Dataset content —
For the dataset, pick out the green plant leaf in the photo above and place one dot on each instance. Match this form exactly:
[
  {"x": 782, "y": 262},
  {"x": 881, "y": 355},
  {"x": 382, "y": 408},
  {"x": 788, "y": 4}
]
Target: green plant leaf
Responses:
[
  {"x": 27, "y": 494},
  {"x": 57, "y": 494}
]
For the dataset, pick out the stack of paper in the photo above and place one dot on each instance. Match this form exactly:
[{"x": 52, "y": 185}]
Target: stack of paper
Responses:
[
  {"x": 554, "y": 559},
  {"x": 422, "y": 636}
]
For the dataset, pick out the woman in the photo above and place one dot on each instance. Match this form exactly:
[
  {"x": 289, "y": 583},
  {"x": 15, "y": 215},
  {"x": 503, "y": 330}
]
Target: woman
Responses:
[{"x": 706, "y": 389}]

Task to complete —
Find each line above that contains "this", and copy those lines.

Your solution —
For the dataset, pick out the green plant leaf in the photo above and place one dot on each instance. Match this form exactly:
For the dataset, pick out the stack of paper in the photo above and place one dot on each instance. Match this form exactly:
For the dataset, pick out the woman in the photo above and place one dot on each instance. Match this form exactly:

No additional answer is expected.